Die Bundesregierung hat seit 1998 den Dialog mit den für Bildung Verantwortlichen intensiviert. Um den Reformprozess in zentralen wirtschafts-, arbeitsmarkt- und gesellschaftspolitisch bedeutsamen Bereichen voranzubringen, hat die Bundesregierung im November 1998 das Bündnis für Arbeit, Ausbildung und Wettbewerbsfähigkeit eingerichtet. In diesem Bündnis haben Vertreter der Bundesregierung, der Arbeitgeberverbände und der Gewerkschaften in der Spitzenrunde sowie den verschiedenen themenorientierten Arbeitsgruppen Vorschläge für mehr Beschäftigung und Qualifizierung sowie zur Stärkung der Wettbewerbsfähigkeit erörtert und entsprechende (4) Beschlüsse gefasst, die Schritt für Schritt umgesetzt werden.

Aufgabe 1 ::
Beantworten Sie anhand des Textauszugs zum Bündnis für Arbeit die folgenden Fragen:
(a) In welchem Monat und Jahr richtete die Bundesregierung das Bündnis ein?
(b) Vertreter welcher drei Seiten wirken im Bündnis mit?
(c) In welchen Gremien wurden die Vorschläge erörtert?
Aufgabe 2 ::
Schreiben Sie den Abschnitt des Textauszugs zum Bündnis für Arbeit neu, der mit den Worten „Die Bundesregierung hat“ beginnt und mit „Schritt umgesetzt werden.“ endet. Setzen Sie dabei „Arbeitnehmervertretungen“ an die Stelle von „Gewerkschaften“.
Aufgabe 3 ::
Setzen Sie den Textauszug über das Bündnis für Arbeit, Ausbildung und Wettbewerbsfähigkeit im Anschluss an seinen letzten Satz fort.

Gegebene Daten ::
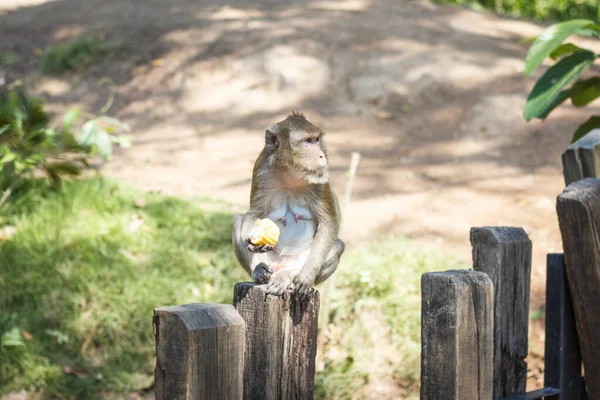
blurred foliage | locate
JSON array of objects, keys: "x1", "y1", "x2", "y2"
[
  {"x1": 0, "y1": 86, "x2": 90, "y2": 191},
  {"x1": 523, "y1": 19, "x2": 600, "y2": 141},
  {"x1": 0, "y1": 180, "x2": 246, "y2": 399},
  {"x1": 0, "y1": 81, "x2": 131, "y2": 192},
  {"x1": 0, "y1": 179, "x2": 461, "y2": 400},
  {"x1": 315, "y1": 236, "x2": 466, "y2": 400},
  {"x1": 40, "y1": 37, "x2": 111, "y2": 74},
  {"x1": 435, "y1": 0, "x2": 598, "y2": 21}
]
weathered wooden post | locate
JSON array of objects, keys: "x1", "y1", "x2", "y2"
[
  {"x1": 556, "y1": 178, "x2": 600, "y2": 399},
  {"x1": 562, "y1": 129, "x2": 600, "y2": 185},
  {"x1": 544, "y1": 254, "x2": 583, "y2": 400},
  {"x1": 421, "y1": 271, "x2": 494, "y2": 400},
  {"x1": 233, "y1": 282, "x2": 319, "y2": 400},
  {"x1": 152, "y1": 303, "x2": 246, "y2": 400},
  {"x1": 471, "y1": 227, "x2": 531, "y2": 399}
]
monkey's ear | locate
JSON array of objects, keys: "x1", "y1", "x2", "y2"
[{"x1": 265, "y1": 129, "x2": 279, "y2": 151}]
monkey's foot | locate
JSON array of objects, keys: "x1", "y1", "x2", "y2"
[
  {"x1": 246, "y1": 238, "x2": 273, "y2": 253},
  {"x1": 252, "y1": 263, "x2": 273, "y2": 285},
  {"x1": 294, "y1": 275, "x2": 314, "y2": 299},
  {"x1": 267, "y1": 275, "x2": 292, "y2": 296}
]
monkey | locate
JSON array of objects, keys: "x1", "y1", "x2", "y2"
[{"x1": 232, "y1": 112, "x2": 345, "y2": 296}]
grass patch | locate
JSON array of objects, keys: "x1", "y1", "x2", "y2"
[
  {"x1": 316, "y1": 237, "x2": 466, "y2": 399},
  {"x1": 434, "y1": 0, "x2": 598, "y2": 21},
  {"x1": 40, "y1": 37, "x2": 113, "y2": 74},
  {"x1": 0, "y1": 180, "x2": 246, "y2": 399},
  {"x1": 0, "y1": 179, "x2": 468, "y2": 400}
]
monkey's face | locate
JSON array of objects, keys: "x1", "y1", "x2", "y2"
[
  {"x1": 265, "y1": 113, "x2": 328, "y2": 183},
  {"x1": 290, "y1": 131, "x2": 327, "y2": 183}
]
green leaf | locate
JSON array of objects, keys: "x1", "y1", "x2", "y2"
[
  {"x1": 578, "y1": 24, "x2": 600, "y2": 37},
  {"x1": 525, "y1": 19, "x2": 594, "y2": 75},
  {"x1": 94, "y1": 129, "x2": 112, "y2": 160},
  {"x1": 46, "y1": 161, "x2": 81, "y2": 175},
  {"x1": 550, "y1": 43, "x2": 584, "y2": 60},
  {"x1": 571, "y1": 76, "x2": 600, "y2": 107},
  {"x1": 0, "y1": 150, "x2": 17, "y2": 164},
  {"x1": 523, "y1": 50, "x2": 596, "y2": 121},
  {"x1": 571, "y1": 116, "x2": 600, "y2": 143},
  {"x1": 519, "y1": 36, "x2": 537, "y2": 44},
  {"x1": 111, "y1": 135, "x2": 133, "y2": 149},
  {"x1": 2, "y1": 327, "x2": 25, "y2": 347},
  {"x1": 538, "y1": 89, "x2": 571, "y2": 120},
  {"x1": 63, "y1": 107, "x2": 81, "y2": 131},
  {"x1": 77, "y1": 120, "x2": 98, "y2": 146}
]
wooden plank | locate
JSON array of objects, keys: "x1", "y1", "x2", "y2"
[
  {"x1": 471, "y1": 227, "x2": 531, "y2": 399},
  {"x1": 562, "y1": 129, "x2": 600, "y2": 185},
  {"x1": 503, "y1": 387, "x2": 564, "y2": 400},
  {"x1": 153, "y1": 303, "x2": 246, "y2": 400},
  {"x1": 233, "y1": 282, "x2": 319, "y2": 400},
  {"x1": 556, "y1": 178, "x2": 600, "y2": 399},
  {"x1": 421, "y1": 270, "x2": 494, "y2": 400},
  {"x1": 544, "y1": 254, "x2": 583, "y2": 400}
]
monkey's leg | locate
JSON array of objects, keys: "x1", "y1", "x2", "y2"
[
  {"x1": 267, "y1": 253, "x2": 310, "y2": 296},
  {"x1": 315, "y1": 239, "x2": 346, "y2": 285}
]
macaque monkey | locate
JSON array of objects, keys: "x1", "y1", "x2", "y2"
[{"x1": 232, "y1": 112, "x2": 344, "y2": 296}]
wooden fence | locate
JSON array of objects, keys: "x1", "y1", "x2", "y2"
[
  {"x1": 153, "y1": 130, "x2": 600, "y2": 400},
  {"x1": 421, "y1": 130, "x2": 600, "y2": 400}
]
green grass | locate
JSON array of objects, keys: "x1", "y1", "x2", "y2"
[
  {"x1": 316, "y1": 237, "x2": 466, "y2": 399},
  {"x1": 0, "y1": 179, "x2": 468, "y2": 399},
  {"x1": 0, "y1": 180, "x2": 246, "y2": 399},
  {"x1": 40, "y1": 37, "x2": 113, "y2": 74},
  {"x1": 434, "y1": 0, "x2": 598, "y2": 21}
]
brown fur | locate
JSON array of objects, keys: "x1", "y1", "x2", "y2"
[{"x1": 233, "y1": 112, "x2": 344, "y2": 294}]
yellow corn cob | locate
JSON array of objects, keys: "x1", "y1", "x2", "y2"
[{"x1": 250, "y1": 218, "x2": 279, "y2": 246}]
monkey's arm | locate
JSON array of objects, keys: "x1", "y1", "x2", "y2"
[
  {"x1": 232, "y1": 213, "x2": 258, "y2": 274},
  {"x1": 294, "y1": 184, "x2": 341, "y2": 294},
  {"x1": 232, "y1": 213, "x2": 273, "y2": 283}
]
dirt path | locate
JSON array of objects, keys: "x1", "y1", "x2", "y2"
[{"x1": 0, "y1": 0, "x2": 589, "y2": 394}]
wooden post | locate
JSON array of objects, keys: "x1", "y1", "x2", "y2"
[
  {"x1": 562, "y1": 129, "x2": 600, "y2": 185},
  {"x1": 544, "y1": 254, "x2": 583, "y2": 400},
  {"x1": 152, "y1": 303, "x2": 246, "y2": 400},
  {"x1": 556, "y1": 178, "x2": 600, "y2": 399},
  {"x1": 471, "y1": 227, "x2": 531, "y2": 399},
  {"x1": 421, "y1": 271, "x2": 494, "y2": 400},
  {"x1": 233, "y1": 282, "x2": 319, "y2": 400}
]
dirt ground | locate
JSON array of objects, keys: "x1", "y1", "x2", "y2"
[{"x1": 0, "y1": 0, "x2": 593, "y2": 396}]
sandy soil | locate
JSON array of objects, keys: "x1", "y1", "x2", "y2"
[{"x1": 0, "y1": 0, "x2": 591, "y2": 396}]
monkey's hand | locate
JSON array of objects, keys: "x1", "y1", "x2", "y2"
[
  {"x1": 252, "y1": 263, "x2": 273, "y2": 285},
  {"x1": 294, "y1": 269, "x2": 315, "y2": 298},
  {"x1": 267, "y1": 274, "x2": 292, "y2": 296},
  {"x1": 246, "y1": 238, "x2": 273, "y2": 253}
]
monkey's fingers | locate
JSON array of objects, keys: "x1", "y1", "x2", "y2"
[
  {"x1": 252, "y1": 263, "x2": 273, "y2": 285},
  {"x1": 246, "y1": 242, "x2": 273, "y2": 253}
]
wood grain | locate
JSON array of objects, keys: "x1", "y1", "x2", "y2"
[
  {"x1": 233, "y1": 282, "x2": 319, "y2": 400},
  {"x1": 556, "y1": 178, "x2": 600, "y2": 399},
  {"x1": 471, "y1": 227, "x2": 531, "y2": 399},
  {"x1": 153, "y1": 303, "x2": 246, "y2": 400},
  {"x1": 562, "y1": 129, "x2": 600, "y2": 185},
  {"x1": 421, "y1": 270, "x2": 494, "y2": 400}
]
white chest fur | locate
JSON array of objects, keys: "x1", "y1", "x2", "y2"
[{"x1": 268, "y1": 192, "x2": 316, "y2": 256}]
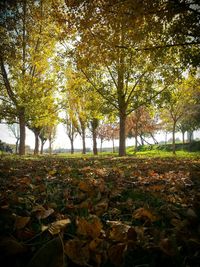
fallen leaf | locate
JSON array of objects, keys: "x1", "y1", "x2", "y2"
[
  {"x1": 64, "y1": 239, "x2": 90, "y2": 266},
  {"x1": 48, "y1": 219, "x2": 71, "y2": 235},
  {"x1": 27, "y1": 237, "x2": 64, "y2": 267},
  {"x1": 0, "y1": 237, "x2": 27, "y2": 256},
  {"x1": 133, "y1": 208, "x2": 157, "y2": 222},
  {"x1": 32, "y1": 205, "x2": 54, "y2": 219},
  {"x1": 108, "y1": 243, "x2": 126, "y2": 267},
  {"x1": 15, "y1": 216, "x2": 30, "y2": 230},
  {"x1": 76, "y1": 215, "x2": 102, "y2": 238}
]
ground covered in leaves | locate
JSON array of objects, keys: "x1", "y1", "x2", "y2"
[{"x1": 0, "y1": 157, "x2": 200, "y2": 267}]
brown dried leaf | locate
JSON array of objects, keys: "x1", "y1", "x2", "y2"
[
  {"x1": 76, "y1": 215, "x2": 102, "y2": 238},
  {"x1": 0, "y1": 237, "x2": 26, "y2": 256},
  {"x1": 27, "y1": 237, "x2": 64, "y2": 267},
  {"x1": 48, "y1": 219, "x2": 71, "y2": 235},
  {"x1": 108, "y1": 243, "x2": 126, "y2": 267},
  {"x1": 109, "y1": 222, "x2": 130, "y2": 242},
  {"x1": 78, "y1": 181, "x2": 93, "y2": 193},
  {"x1": 64, "y1": 240, "x2": 90, "y2": 266},
  {"x1": 15, "y1": 216, "x2": 30, "y2": 230},
  {"x1": 133, "y1": 208, "x2": 157, "y2": 222},
  {"x1": 32, "y1": 205, "x2": 54, "y2": 219}
]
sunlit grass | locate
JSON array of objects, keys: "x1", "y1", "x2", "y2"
[{"x1": 0, "y1": 148, "x2": 200, "y2": 160}]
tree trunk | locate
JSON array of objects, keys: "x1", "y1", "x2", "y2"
[
  {"x1": 15, "y1": 138, "x2": 19, "y2": 154},
  {"x1": 112, "y1": 138, "x2": 115, "y2": 153},
  {"x1": 100, "y1": 138, "x2": 103, "y2": 153},
  {"x1": 165, "y1": 132, "x2": 167, "y2": 145},
  {"x1": 70, "y1": 138, "x2": 74, "y2": 154},
  {"x1": 82, "y1": 127, "x2": 86, "y2": 154},
  {"x1": 34, "y1": 130, "x2": 39, "y2": 155},
  {"x1": 172, "y1": 121, "x2": 176, "y2": 155},
  {"x1": 40, "y1": 140, "x2": 44, "y2": 155},
  {"x1": 150, "y1": 133, "x2": 158, "y2": 144},
  {"x1": 19, "y1": 108, "x2": 26, "y2": 155},
  {"x1": 135, "y1": 122, "x2": 138, "y2": 152},
  {"x1": 49, "y1": 136, "x2": 52, "y2": 155},
  {"x1": 182, "y1": 131, "x2": 185, "y2": 144},
  {"x1": 140, "y1": 135, "x2": 144, "y2": 146},
  {"x1": 91, "y1": 118, "x2": 99, "y2": 155},
  {"x1": 119, "y1": 112, "x2": 126, "y2": 157}
]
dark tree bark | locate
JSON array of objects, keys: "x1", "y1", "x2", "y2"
[
  {"x1": 70, "y1": 138, "x2": 74, "y2": 154},
  {"x1": 172, "y1": 121, "x2": 176, "y2": 155},
  {"x1": 119, "y1": 112, "x2": 126, "y2": 156},
  {"x1": 91, "y1": 118, "x2": 99, "y2": 155},
  {"x1": 19, "y1": 108, "x2": 26, "y2": 155},
  {"x1": 33, "y1": 129, "x2": 40, "y2": 155}
]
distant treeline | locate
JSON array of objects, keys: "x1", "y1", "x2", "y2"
[
  {"x1": 0, "y1": 140, "x2": 13, "y2": 153},
  {"x1": 138, "y1": 141, "x2": 200, "y2": 152}
]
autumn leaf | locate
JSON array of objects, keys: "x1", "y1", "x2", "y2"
[
  {"x1": 48, "y1": 219, "x2": 71, "y2": 235},
  {"x1": 32, "y1": 205, "x2": 54, "y2": 219},
  {"x1": 108, "y1": 243, "x2": 126, "y2": 267},
  {"x1": 76, "y1": 215, "x2": 102, "y2": 238},
  {"x1": 27, "y1": 237, "x2": 64, "y2": 267},
  {"x1": 15, "y1": 216, "x2": 30, "y2": 230},
  {"x1": 0, "y1": 237, "x2": 27, "y2": 256},
  {"x1": 133, "y1": 208, "x2": 157, "y2": 222},
  {"x1": 64, "y1": 239, "x2": 90, "y2": 266},
  {"x1": 109, "y1": 221, "x2": 130, "y2": 242},
  {"x1": 159, "y1": 238, "x2": 176, "y2": 256},
  {"x1": 78, "y1": 181, "x2": 92, "y2": 193}
]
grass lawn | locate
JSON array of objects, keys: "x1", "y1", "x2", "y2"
[{"x1": 0, "y1": 150, "x2": 200, "y2": 267}]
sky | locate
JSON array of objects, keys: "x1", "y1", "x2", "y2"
[{"x1": 0, "y1": 124, "x2": 200, "y2": 152}]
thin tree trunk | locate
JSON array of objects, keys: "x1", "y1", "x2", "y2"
[
  {"x1": 15, "y1": 138, "x2": 19, "y2": 154},
  {"x1": 40, "y1": 140, "x2": 44, "y2": 155},
  {"x1": 150, "y1": 133, "x2": 158, "y2": 144},
  {"x1": 135, "y1": 122, "x2": 138, "y2": 152},
  {"x1": 70, "y1": 138, "x2": 74, "y2": 154},
  {"x1": 140, "y1": 135, "x2": 144, "y2": 146},
  {"x1": 119, "y1": 112, "x2": 126, "y2": 157},
  {"x1": 91, "y1": 118, "x2": 99, "y2": 155},
  {"x1": 100, "y1": 138, "x2": 103, "y2": 153},
  {"x1": 112, "y1": 138, "x2": 115, "y2": 153},
  {"x1": 172, "y1": 121, "x2": 176, "y2": 155},
  {"x1": 82, "y1": 127, "x2": 86, "y2": 154},
  {"x1": 19, "y1": 108, "x2": 26, "y2": 155},
  {"x1": 49, "y1": 136, "x2": 52, "y2": 155},
  {"x1": 34, "y1": 130, "x2": 39, "y2": 155},
  {"x1": 182, "y1": 131, "x2": 185, "y2": 144}
]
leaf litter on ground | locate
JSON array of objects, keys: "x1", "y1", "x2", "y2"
[{"x1": 0, "y1": 157, "x2": 200, "y2": 267}]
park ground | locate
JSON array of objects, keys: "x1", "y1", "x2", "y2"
[{"x1": 0, "y1": 151, "x2": 200, "y2": 267}]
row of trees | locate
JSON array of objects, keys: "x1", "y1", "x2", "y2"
[{"x1": 0, "y1": 0, "x2": 200, "y2": 156}]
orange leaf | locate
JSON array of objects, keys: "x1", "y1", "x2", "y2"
[
  {"x1": 133, "y1": 208, "x2": 157, "y2": 222},
  {"x1": 48, "y1": 219, "x2": 71, "y2": 235},
  {"x1": 77, "y1": 215, "x2": 102, "y2": 238},
  {"x1": 108, "y1": 243, "x2": 126, "y2": 266},
  {"x1": 64, "y1": 240, "x2": 90, "y2": 266},
  {"x1": 15, "y1": 216, "x2": 30, "y2": 230}
]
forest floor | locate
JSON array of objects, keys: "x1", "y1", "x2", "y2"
[{"x1": 0, "y1": 157, "x2": 200, "y2": 267}]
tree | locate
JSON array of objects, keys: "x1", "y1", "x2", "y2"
[
  {"x1": 0, "y1": 0, "x2": 56, "y2": 155},
  {"x1": 61, "y1": 1, "x2": 180, "y2": 156},
  {"x1": 126, "y1": 107, "x2": 159, "y2": 151},
  {"x1": 161, "y1": 75, "x2": 196, "y2": 154},
  {"x1": 63, "y1": 113, "x2": 78, "y2": 154},
  {"x1": 8, "y1": 123, "x2": 20, "y2": 154}
]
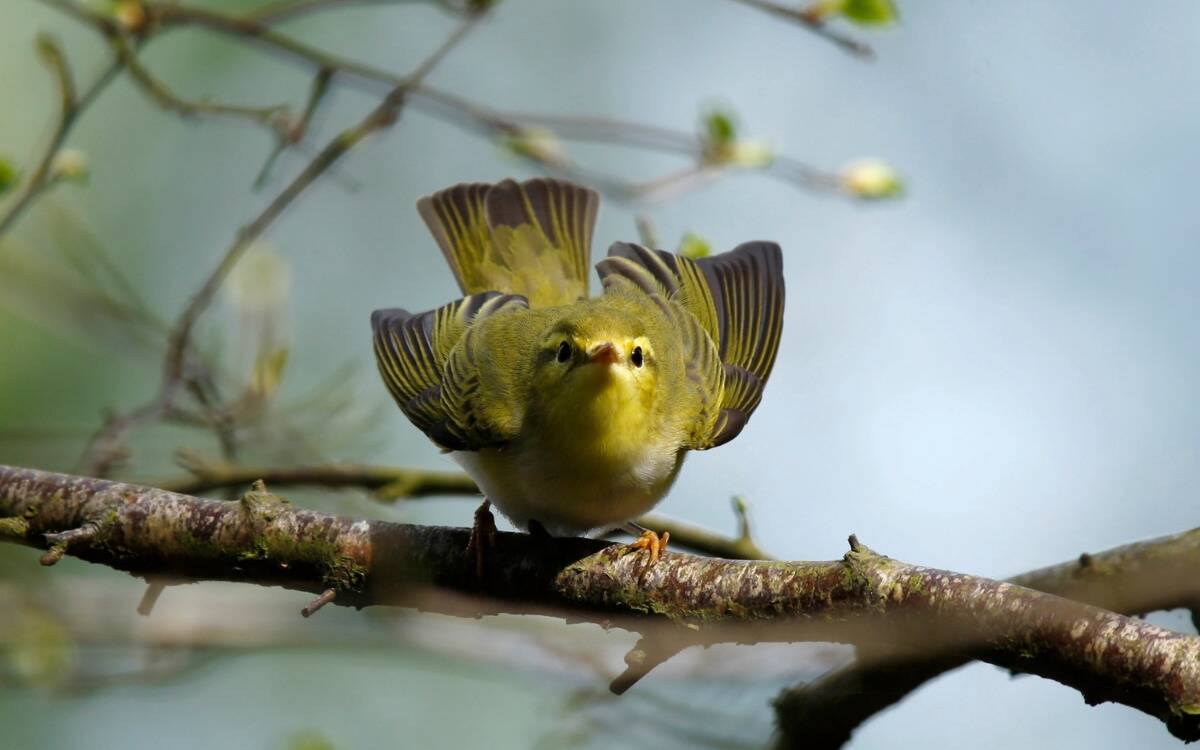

Lösung 1 ::
(a) Im November 1998.
(b) Vertreter der Bundesregierung, der Arbeitgeberverbände und der Gewerkschaften.
(c) In der Spitzenrunde sowie in den verschiedenen themenorientierten Arbeitsgruppen.

Lösung 2 ::
Die Bundesregierung hat seit 1998 den Dialog mit den für Bildung Verantwortlichen intensiviert. Um den Reformprozess in zentralen wirtschafts-, arbeitsmarkt- und gesellschaftspolitisch bedeutsamen Bereichen voranzubringen, hat die Bundesregierung im November 1998 das Bündnis für Arbeit, Ausbildung und Wettbewerbsfähigkeit eingerichtet. In diesem Bündnis haben Vertreter der Bundesregierung, der Arbeitgeberverbände und der Arbeitnehmervertretungen in der Spitzenrunde sowie den verschiedenen themenorientierten Arbeitsgruppen Vorschläge für mehr Beschäftigung und Qualifizierung sowie zur Stärkung der Wettbewerbsfähigkeit erörtert und entsprechende (4) Beschlüsse gefasst, die Schritt für Schritt umgesetzt werden.

Lösung 3 ::
Die Notwendigkeit, weitreichende Reformen durchzuführen, betrifft dabei alle Teile des Bildungssystems. In dem von der Bundesregierung zusammen mit den Ländern für einen befristeten Zeitraum eingerichteten Forum Bildung wurden insbesondere bildungsbereichsübergreifende Querschnittsthemen wie "Bildungs- und Qualifikationsziele von morgen" erörtert sowie Reformstrategien zur Verbesserung der Leistungsfähigkeit des deutschen Bildungssystems entwickelt. Die von Bund und Ländern am 4. Dezember 2001 präsentierten zwölf Empfehlungen des Forums konzentrieren sich schwerpunktmäßig auf zwei Bereiche - die grundlegende Verbesserung der Bildungsangebote für Kinder, Jugendliche und Erwachsene sowie die Gestaltung von Rahmenbedingungen, die lebenslanges Lernen ermöglichen.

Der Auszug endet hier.